**Provided text**
---------------

The Baghdad government was showing a “lack of constructive position and interest” about Rosneft’s offer to develop southern Iraqi oilfields, Sechin wrote in the letter, a copy of which was seen by Reuters.
 
Kurdistan, a region of about 6 million people in northern Iraq, had just tried and failed to break away from the rest of the country. Baghdad had dismissed the Sept. 25 independence referendum and sent in troops to seize control of key oilfields - Kurdistan’s main source of income.
 
Now Sechin, one of the closest allies of President Vladimir Putin, said that given Baghdad’s reluctance to work with Rosneft, his firm would instead do business with the Kurdistan Regional Government (KRG), which showed “a higher interest in expanding strategic cooperation”.
 
Global powers including the United States and European Union, which had previously expressed sympathy with the Kurdish independence drive, would eventually reassure Baghdad they recognized its sovereignty over the whole of Iraq, including Kurdistan.
 
But there was no hint of such conciliation in Sechin’s letter. Rosneft had pledged to invest billions of dollars in Kurdistan to the anger of the Baghdad government. Now, instead of backing off, it was doubling down.
 
And Sechin held a stronger hand than many Iraqi officials realized, according to seven sources familiar with the matter. Days before, Rosneft had taken over ownership of landlocked Kurdistan’s oil export pipelines to Turkey from the KRG in return for $1.8 billion.
 
The aim of the deal for Rosneft was not only commercial, but to cement Russia’s political influence in Iraq and the Middle East, according to the Rosneft, oil industry, Kurdish and Iraqi government sources.
 
Control of the pipelines has given Rosneft a central role in ongoing talks between the KRG and Baghdad aimed at resuming full oil exports, which were disrupted by the referendum and Iraqi seizure of oilfields, said the sources.
 
Kurdistan has large oil reserves - possibly a third of Iraq’s total - and its exports are vital to both the regional and national economies.

---------------

Point annotation dataset entries:
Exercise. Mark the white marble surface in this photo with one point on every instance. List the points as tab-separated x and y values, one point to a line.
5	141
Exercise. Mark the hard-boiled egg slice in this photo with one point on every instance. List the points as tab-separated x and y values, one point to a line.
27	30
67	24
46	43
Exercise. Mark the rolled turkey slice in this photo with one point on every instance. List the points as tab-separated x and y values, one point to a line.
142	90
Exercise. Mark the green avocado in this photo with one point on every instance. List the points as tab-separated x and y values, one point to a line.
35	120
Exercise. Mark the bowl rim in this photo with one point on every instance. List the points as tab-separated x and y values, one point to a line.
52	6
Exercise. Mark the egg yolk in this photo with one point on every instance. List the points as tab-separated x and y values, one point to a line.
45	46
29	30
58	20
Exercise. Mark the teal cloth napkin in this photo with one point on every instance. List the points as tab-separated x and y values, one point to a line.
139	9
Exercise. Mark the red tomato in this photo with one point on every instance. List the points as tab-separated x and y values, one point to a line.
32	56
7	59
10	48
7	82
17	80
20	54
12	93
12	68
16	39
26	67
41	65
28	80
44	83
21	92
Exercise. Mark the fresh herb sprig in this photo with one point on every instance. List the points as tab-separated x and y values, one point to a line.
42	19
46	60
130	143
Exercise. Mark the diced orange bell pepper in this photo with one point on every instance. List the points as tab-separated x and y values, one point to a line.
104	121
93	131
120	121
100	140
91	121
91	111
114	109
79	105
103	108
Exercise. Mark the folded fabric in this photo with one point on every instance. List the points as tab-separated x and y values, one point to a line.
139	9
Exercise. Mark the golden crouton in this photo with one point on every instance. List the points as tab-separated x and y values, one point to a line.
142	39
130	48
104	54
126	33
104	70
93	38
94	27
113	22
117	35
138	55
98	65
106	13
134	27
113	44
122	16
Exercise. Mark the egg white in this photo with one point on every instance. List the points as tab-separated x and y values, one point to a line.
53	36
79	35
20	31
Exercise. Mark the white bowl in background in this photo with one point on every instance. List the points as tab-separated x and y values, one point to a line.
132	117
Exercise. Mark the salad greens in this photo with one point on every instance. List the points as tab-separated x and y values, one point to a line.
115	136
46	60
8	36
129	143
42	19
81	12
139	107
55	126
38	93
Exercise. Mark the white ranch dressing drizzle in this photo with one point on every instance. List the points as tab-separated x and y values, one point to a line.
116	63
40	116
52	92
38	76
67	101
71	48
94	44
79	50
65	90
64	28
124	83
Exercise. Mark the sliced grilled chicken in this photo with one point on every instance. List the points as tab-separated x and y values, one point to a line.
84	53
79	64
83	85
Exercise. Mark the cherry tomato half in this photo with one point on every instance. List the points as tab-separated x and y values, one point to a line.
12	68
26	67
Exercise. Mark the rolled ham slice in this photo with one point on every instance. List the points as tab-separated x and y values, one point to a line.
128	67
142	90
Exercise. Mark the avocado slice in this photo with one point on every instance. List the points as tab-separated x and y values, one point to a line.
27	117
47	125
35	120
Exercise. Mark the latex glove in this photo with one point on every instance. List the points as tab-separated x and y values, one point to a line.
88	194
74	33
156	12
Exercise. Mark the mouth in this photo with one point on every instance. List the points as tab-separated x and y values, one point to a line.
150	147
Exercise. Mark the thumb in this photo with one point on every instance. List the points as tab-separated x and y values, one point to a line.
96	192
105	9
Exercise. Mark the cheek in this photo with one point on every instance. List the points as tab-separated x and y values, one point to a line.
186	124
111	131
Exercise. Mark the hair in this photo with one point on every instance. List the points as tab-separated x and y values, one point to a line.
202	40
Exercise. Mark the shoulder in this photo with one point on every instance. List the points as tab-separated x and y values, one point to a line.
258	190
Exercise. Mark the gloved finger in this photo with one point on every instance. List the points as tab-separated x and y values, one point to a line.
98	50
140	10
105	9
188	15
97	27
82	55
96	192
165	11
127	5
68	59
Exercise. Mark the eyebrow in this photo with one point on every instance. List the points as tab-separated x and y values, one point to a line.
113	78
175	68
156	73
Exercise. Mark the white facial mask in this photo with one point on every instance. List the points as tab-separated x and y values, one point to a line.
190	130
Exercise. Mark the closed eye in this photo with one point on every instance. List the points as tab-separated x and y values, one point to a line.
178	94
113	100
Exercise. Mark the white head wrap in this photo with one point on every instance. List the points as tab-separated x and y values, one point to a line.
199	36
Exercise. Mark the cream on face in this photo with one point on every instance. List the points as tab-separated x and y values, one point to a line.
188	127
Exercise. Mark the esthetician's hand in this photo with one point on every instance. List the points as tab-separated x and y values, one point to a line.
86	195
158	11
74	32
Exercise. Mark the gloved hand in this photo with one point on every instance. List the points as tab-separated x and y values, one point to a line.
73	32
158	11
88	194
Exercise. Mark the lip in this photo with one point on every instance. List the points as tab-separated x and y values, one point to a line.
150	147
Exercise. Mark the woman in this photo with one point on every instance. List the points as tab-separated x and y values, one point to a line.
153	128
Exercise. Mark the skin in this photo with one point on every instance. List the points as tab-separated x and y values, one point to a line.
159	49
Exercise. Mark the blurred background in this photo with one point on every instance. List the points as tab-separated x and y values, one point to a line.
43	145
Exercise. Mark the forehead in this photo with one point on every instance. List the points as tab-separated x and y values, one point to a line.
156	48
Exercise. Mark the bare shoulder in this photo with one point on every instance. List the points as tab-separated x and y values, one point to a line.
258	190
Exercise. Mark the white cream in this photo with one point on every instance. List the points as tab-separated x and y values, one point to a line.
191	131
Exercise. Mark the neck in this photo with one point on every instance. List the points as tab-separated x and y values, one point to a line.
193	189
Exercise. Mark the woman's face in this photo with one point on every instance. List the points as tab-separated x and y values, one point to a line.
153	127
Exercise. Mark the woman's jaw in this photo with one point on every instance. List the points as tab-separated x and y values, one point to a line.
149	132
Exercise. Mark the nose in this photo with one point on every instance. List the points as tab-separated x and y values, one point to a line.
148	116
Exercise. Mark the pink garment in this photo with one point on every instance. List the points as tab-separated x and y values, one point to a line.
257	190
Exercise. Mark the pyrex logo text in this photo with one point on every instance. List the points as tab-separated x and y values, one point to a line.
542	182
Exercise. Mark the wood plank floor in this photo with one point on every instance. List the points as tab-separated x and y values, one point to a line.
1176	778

---------------

**Parts of the exercise**
[1] Select every line of the entries that contains the string "background", treating case as significant.
[2] Please pick up the news excerpt about Rosneft and Kurdistan after its last sentence and continue it.
The news excerpt about Rosneft and Kurdistan and the entries are unrelated pieces of material.

**Answers to the problems**
[1]
Exercise. Mark the white bowl in background in this photo with one point on every instance. List the points as tab-separated x and y values, one point to a line.
Exercise. Mark the blurred background in this photo with one point on every instance. List the points as tab-separated x and y values, one point to a line.

[2]
In a sign of Rosneft’s influence, Kurdish officials have said they will not restart oil flows and transfer funds raised to the Iraqi government unless pipeline transit fees are paid to the Russian oil major, according to three industry sources in Erbil and Baghdad.
 
Iraqi oil minister Jabar al-Luaibi effectively recognized the firm’s growing role in Kurdistan when he met Sechin’s right-hand man Didier Casimiro in Baghdad this month and said he was ready to cooperate with Rosneft “in renovating pipelines”.
 
Rosneft, Sechin, the Kremlin and the Iraq’s prime minister’s office did not respond to requests for comment on this story. Sechin and the Kremlin have repeatedly said Rosneft’s projects are purely commercial, not political.
 
The Iraqi oil ministry declined to comment on any political aspects of the Rosneft deal.
 
Rosneft’s actions in Kurdistan, a region long allied to the United States, provide an insight into how the Kremlin uses Rosneft - and its bold chief executive - as an instrument of Russian foreign policy across the world, from Erbil to Caracas and New Delhi, the sources said.
 
Many countries, including Italy and France, have used their oil majors as tools of foreign policy, but Moscow’s use of Rosneft in this way has increased significantly over the past two decades under Putin’s rule.
 
For Kurdistan, Russia’s growing influence represents a sharp geopolitical reversal. The region has been closely aligned to the United States since the toppling of Saddam Hussein during the U.S.-led invasion of Iraq in 2003. 
 
Amos Hochstein, who served as the U.S. Special Energy Envoy in the Obama administration, said while Rosneft and other Russian state firms sought to make profits, they also acted as a political entities when necessary.
 
“They report directly to President Putin. Not every transaction that they do is political. But when Putin wants to perform a political transaction, they will definitely do it,” he told Reuters. “Russia doesn’t have a lot of tools to exercise political influence, and energy is the most efficient one”.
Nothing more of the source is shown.